Copie do trecho sobre o contrato de seguro tudo o que vai de "O prêmio consiste" até "2006. p 50)", sem alterar nada.

**** Trecho ****

Por esta razão, os riscos protegidos pelo seguro e assumidos pelo segurador devem estar claramente expressos e inscritos na apólice (instrumento pelo qual se prova o contrato de Seguro), não se admitindo interpretação extensiva a respeito destes. Os riscos compreendem também todos os prejuízos que são resultantes ou conseqüentes dos estragos ocasionados até mesmo para evitar o sinistro, minorar o dano ou salvar a coisa (Art. 779 do CC).

No direito securitário, prêmio é expressão utilizada para referir-se à quantia que o segurado paga à seguradora para que esta venha a cobrir o risco assumido caso ocorra um sinistro. Como mencionado anteriormente, o prêmio é pago independente da ocorrência do sinistro.

O prêmio consiste na contraprestação devida pelo segurado à seguradora, em troca da garantia que esta lhe oferece, surgindo como uma obrigação fundamental do tomador do seguro.

Desta forma, verifica-se que o prêmio é um elemento essencial do contrato de seguros, uma vez que representa o valor do risco garantido. Assim, sem o pagamento do prêmio é impossível à seguradora formar o fundo comum, necessário ao pagamento de todos os sinistros ocorridos. Por tal razão, a falta do pagamento do prêmio é razão suficiente para liberar o segurado do pagamento da indenização. (MATOS E MOLINA, 2006. p 50)

O pagamento do prêmio é elemento fundamental do contrato de seguro, sendo que, a indenização ou quantia acordada será a mesma estipulada pela apólice ou bilhete de seguro.

Evidenciando a presença essencial da boa-fé, o objeto que virá a ser indenizado, dever ser, como em todo negócio jurídico, lícito e possível, não podendo contrariar normas de ordem pública, sob pena de nulidade absoluta.

Sendo nulo também, o Seguro celebrado para garantir risco proveniente de algum ato doloso do segurado, beneficiário ou seu representante (art. 762 do CC).

A participação do segurado ou beneficiário na realização do risco exclui a incerteza, que é um dos seus elementos essenciais e anula o contrato. Por exemplo, a mutilação voluntária, a simulação de um acidente de trânsito, a provocação de um curto-circuito para incendiar o imóvel são fatos que anulam o direito à indenização do seguro. A própria ordem pública possui interesse na proibição da prática de atos danosos à saúde ou ao patrimônio material da nação e daqueles que possam estipular as ações dolosas. (ALVIM, 2007. p. 31)

Quando algo que agrave o risco possa ser previsto, é dever do segurado comunicar à seguradora, sob pena de perder o direito ao seguro, pois a companhia de seguros possui a prerrogativa de rescindir o contrato, caso este se torne extremamente desvantajoso.

**** Registros fornecidos ****

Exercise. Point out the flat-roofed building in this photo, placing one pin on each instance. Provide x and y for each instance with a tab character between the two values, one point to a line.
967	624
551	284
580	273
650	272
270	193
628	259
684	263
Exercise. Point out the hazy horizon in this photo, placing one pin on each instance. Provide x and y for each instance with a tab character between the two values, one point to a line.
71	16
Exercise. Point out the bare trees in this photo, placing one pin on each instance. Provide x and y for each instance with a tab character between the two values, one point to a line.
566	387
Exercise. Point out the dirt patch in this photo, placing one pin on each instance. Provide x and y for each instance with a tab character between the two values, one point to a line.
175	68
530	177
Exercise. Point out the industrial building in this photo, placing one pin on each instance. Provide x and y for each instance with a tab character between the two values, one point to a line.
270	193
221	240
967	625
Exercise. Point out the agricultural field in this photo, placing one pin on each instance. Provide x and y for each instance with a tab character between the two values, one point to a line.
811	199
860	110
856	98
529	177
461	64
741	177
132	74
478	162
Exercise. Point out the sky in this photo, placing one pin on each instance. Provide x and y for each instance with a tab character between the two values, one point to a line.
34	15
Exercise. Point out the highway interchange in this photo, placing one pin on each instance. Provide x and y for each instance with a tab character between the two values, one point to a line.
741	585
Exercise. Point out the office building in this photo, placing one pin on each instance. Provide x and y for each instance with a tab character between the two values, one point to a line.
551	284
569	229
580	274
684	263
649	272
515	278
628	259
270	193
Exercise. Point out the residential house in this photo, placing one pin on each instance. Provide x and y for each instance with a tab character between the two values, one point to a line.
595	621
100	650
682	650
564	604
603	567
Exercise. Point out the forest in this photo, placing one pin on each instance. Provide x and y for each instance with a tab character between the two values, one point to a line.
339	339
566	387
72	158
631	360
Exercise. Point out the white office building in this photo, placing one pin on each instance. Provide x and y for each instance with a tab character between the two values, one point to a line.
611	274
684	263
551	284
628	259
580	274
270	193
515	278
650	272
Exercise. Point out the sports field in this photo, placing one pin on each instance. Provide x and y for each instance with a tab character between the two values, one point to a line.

****

*Resposta correta:*
O prêmio consiste na contraprestação devida pelo segurado à seguradora, em troca da garantia que esta lhe oferece, surgindo como uma obrigação fundamental do tomador do seguro.

Desta forma, verifica-se que o prêmio é um elemento essencial do contrato de seguros, uma vez que representa o valor do risco garantido. Assim, sem o pagamento do prêmio é impossível à seguradora formar o fundo comum, necessário ao pagamento de todos os sinistros ocorridos. Por tal razão, a falta do pagamento do prêmio é razão suficiente para liberar o segurado do pagamento da indenização. (MATOS E MOLINA, 2006. p 50)